### Exercise prompt
Return each line of the records that contains the word "sandy".

### Data for the task

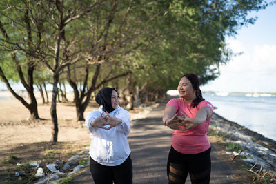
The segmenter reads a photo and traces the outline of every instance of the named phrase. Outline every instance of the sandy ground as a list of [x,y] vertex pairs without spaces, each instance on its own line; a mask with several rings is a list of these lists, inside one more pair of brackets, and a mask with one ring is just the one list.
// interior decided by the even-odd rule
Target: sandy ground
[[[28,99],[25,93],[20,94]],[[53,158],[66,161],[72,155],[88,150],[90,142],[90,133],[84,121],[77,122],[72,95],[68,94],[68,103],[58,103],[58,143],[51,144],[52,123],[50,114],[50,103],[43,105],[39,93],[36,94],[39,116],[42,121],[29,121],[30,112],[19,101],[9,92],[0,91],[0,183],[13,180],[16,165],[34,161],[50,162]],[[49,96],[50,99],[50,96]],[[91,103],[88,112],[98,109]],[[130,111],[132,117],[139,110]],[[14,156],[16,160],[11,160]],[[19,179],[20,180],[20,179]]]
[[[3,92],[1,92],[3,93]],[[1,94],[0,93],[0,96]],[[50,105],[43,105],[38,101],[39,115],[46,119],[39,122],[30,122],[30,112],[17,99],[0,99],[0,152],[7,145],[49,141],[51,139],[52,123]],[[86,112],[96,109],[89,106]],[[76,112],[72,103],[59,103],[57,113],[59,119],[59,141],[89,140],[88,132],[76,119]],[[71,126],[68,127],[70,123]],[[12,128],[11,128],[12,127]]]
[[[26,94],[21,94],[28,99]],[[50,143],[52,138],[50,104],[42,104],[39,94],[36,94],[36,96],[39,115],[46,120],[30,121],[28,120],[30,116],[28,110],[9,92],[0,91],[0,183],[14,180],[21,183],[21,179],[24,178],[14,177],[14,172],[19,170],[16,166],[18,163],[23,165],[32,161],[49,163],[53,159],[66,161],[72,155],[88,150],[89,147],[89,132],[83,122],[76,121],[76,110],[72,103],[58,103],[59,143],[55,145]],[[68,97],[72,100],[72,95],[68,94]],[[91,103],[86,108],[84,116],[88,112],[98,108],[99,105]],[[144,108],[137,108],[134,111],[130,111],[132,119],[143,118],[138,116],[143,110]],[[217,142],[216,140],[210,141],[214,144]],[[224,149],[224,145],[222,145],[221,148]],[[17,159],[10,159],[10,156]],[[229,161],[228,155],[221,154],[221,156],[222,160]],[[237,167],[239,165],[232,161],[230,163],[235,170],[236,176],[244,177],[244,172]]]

### Final answer
The segmenter reads a photo and traces the outline of every instance of the named phrase. Outline every instance of the sandy ground as a list of [x,y] vertex pairs without spaces, each instance on its own line; a mask with several rings is a list of these lists, inside one more pair of brackets, and a mask with one ring is just the one list.
Target: sandy ground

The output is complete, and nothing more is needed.